<<<<
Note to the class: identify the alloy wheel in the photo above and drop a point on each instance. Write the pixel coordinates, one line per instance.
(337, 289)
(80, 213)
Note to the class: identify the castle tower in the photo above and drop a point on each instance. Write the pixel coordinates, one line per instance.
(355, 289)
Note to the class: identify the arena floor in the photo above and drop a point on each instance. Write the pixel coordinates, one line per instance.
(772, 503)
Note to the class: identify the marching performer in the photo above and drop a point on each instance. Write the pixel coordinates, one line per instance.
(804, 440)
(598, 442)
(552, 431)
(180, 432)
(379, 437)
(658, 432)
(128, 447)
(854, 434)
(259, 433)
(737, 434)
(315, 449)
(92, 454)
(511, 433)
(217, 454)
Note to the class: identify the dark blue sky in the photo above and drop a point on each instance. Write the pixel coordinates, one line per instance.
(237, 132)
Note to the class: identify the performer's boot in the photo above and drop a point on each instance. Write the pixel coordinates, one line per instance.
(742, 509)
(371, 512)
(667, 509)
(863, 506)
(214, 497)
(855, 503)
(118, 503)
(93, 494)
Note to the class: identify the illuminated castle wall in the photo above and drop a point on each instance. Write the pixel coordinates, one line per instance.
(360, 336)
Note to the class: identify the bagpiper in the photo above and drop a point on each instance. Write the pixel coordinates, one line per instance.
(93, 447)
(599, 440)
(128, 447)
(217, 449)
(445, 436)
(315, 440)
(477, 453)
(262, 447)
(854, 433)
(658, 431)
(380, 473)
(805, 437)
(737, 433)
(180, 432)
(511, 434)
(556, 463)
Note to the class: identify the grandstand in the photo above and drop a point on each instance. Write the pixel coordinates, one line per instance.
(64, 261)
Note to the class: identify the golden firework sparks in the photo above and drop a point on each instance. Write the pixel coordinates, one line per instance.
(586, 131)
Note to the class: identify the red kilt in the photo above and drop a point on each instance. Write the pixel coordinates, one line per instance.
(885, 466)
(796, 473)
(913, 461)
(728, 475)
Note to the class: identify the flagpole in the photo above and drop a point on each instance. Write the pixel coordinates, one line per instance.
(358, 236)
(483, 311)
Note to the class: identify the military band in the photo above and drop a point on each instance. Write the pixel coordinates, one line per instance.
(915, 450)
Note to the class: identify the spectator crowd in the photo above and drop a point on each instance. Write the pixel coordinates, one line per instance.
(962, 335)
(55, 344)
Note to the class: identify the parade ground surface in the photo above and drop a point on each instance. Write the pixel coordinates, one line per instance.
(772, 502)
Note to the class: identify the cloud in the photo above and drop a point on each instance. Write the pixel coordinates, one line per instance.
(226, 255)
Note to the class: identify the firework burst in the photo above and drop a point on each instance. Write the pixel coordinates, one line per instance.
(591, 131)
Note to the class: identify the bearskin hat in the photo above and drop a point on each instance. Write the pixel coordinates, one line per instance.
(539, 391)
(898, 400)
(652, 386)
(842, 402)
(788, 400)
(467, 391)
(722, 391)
>>>>
■ Short task: Reproduce every line of the material above verbatim, leaving each character unchanged.

■ Task solution:
Note to the class: identify the alloy wheel in the photo above and drop a point on each instance. Write the pixel coordinates, one line per instance.
(337, 289)
(80, 213)
Note to the class: identify the castle tower in the photo above and drop a point on each instance. Write the pixel coordinates, one line per instance.
(355, 289)
Note to the class: identify the arena floor in the photo above and drop a point on each instance. Write the pixel coordinates, one line per instance.
(772, 503)
Note to the class: identify the marching performer in the photo above and drop a point on each instance. Write the pixel coordinates, one line per instance.
(804, 440)
(598, 442)
(552, 431)
(180, 432)
(379, 437)
(658, 432)
(128, 447)
(854, 434)
(259, 433)
(737, 434)
(315, 449)
(92, 454)
(511, 433)
(217, 454)
Note to the class: identify the dark blue sky in the photo above and drop a point on each instance. Write the pixel coordinates, one line per instance.
(237, 132)
Note to the class: identify the performer's boot in the photo above and drop a point on each instance. Write the pixel coordinates, one line per instance.
(742, 509)
(371, 512)
(667, 509)
(863, 506)
(214, 497)
(855, 503)
(118, 503)
(93, 494)
Note to the class: identify the illuminated castle wall in the photo above and drop a point on each instance. Write the pixel coordinates, one line per instance.
(360, 336)
Note to the class: identify the bagpiper in the photo above and drop a point on each instance. Write the pixel coordinates, one line per instance.
(93, 447)
(599, 440)
(128, 447)
(217, 449)
(445, 436)
(315, 440)
(477, 453)
(262, 447)
(854, 433)
(658, 431)
(380, 473)
(805, 437)
(737, 433)
(180, 432)
(511, 434)
(556, 463)
Note to the class: identify the grandstand in the photo above and drop a point on each instance. Write the pixel coordinates, one line per instance.
(64, 261)
Note to the class: identify the golden firework sparks in the photo above and drop a point on each instance. Write the pixel coordinates, one line per instance.
(586, 131)
Note to the class: identify the red kilt in the photo above and drop a point on each instance. Write the pixel coordinates, one line per instance.
(885, 466)
(796, 473)
(913, 461)
(728, 475)
Note to the class: identify the flagpole in the photo above and drop a point on each instance. Write the pixel coordinates, one line per instance.
(358, 236)
(483, 311)
Note to the class: identify the military band in the photo above and drop a point on each instance. Write the pixel coordinates, one line per instance.
(915, 450)
Note to the class: identify the spectator crowd in the photo above and drop a point on each instance. Write the pixel coordinates, one line per instance.
(962, 335)
(55, 344)
Note to the class: identify the parade ground surface in the photo above and drop a point on each instance. Write the pixel coordinates, one line per instance.
(772, 502)
Note to the class: identify the cloud in the photo above and drop a point on each instance. Write the pixel coordinates, one line per instance.
(226, 255)
Note to the class: identify the firework burst in the photo above and drop a point on each instance. Write the pixel coordinates, one line per instance.
(591, 131)
Note to the class: identify the bearskin hat in the photo above and drop a point on each instance. Write the pixel coordinates, one line per instance.
(539, 391)
(898, 400)
(652, 386)
(842, 402)
(788, 400)
(467, 391)
(722, 391)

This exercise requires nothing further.